# EXERCISE GOAL
In the text about unwanted traffic hitting servers, which measures does the writer say they have in place against pingers and login probers?

# TEXT EXTRACT
Several of the servers at work regularly see ping requests in the
hundred per second, and amprgw sees them as well. I have ping responses
throttled to 5 per second on most of my hosts in order to be a good
network neighbor. I log a lot of 'open port RST response' probes as well.
I assume these are partly just curious scanners looking for live hosts
in our network ranges, but a lot of them are probably requests with
forged/spoofed source addresses so as to attack other systems.
The thousands of failed attempts per day to log in as 'root' are also
annoying and pollute my log files. Many of these servers are used
legitimately by researchers all around the world, so it's not practical
to firewall them off from the outside world. I do have root logins
disabled, so even if the probers guess the right password, they can't
log in as root. And I use 'denyhosts' and 'fail2ban' to block the
probers, but there's always another one waiting to start.

Point placement records

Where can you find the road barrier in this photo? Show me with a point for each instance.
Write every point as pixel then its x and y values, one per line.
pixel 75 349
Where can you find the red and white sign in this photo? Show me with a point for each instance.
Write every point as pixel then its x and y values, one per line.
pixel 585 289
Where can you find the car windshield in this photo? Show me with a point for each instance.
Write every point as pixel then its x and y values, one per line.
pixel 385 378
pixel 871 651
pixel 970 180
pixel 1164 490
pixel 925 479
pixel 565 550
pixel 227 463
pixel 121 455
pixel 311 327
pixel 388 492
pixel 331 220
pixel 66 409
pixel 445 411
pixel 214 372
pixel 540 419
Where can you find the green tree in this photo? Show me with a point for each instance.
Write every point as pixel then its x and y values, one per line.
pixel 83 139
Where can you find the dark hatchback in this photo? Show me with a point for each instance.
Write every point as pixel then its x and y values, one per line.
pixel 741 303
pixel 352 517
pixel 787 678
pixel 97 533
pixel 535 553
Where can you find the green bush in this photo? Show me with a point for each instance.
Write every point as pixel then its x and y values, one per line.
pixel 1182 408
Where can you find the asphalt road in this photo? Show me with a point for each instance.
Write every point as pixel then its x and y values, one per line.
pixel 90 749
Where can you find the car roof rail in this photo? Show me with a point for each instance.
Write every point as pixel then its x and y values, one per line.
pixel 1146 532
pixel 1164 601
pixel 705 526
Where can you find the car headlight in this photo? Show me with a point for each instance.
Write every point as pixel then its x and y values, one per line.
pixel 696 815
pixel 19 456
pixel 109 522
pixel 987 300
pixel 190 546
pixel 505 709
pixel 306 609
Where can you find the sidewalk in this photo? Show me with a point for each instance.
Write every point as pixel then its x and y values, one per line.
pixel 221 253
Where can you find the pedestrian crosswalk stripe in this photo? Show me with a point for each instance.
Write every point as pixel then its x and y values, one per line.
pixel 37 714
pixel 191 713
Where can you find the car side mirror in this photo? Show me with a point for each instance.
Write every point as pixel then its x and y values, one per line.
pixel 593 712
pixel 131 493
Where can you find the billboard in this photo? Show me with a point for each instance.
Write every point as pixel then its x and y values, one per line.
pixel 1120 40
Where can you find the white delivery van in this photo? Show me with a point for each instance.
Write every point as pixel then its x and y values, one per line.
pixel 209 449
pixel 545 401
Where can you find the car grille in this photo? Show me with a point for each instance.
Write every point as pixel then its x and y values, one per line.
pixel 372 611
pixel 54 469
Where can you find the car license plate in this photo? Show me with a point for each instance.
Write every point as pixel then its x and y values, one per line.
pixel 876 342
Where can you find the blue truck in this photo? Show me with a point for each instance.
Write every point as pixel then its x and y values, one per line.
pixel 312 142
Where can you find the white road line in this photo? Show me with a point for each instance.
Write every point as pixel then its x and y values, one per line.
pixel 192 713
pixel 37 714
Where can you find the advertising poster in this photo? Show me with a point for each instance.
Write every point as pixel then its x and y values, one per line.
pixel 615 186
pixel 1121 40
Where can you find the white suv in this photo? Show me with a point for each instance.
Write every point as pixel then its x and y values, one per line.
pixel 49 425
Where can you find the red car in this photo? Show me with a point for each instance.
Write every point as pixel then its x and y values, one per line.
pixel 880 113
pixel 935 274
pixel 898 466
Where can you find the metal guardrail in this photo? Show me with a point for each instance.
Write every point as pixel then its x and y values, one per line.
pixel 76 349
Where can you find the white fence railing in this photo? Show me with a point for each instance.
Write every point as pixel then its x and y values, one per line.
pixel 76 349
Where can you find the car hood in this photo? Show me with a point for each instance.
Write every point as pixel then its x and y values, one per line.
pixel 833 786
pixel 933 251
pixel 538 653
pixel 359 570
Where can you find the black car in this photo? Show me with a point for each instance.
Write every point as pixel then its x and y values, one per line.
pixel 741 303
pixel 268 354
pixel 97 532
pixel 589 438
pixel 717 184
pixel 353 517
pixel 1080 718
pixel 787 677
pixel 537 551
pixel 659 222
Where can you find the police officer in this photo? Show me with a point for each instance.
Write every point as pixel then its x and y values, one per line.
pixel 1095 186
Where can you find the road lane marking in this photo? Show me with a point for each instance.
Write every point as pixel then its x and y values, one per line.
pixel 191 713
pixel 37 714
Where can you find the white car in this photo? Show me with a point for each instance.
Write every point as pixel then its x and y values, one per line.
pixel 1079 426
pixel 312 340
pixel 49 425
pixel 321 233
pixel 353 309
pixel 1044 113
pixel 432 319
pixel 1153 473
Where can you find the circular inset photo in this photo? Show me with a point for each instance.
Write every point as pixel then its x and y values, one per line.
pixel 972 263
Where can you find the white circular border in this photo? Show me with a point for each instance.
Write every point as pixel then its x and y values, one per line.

# WRITTEN SOLUTION
- Ping responses throttled to 5 per second on most hosts
- Root logins disabled
- 'denyhosts' used to block the probers
- 'fail2ban' used to block the probers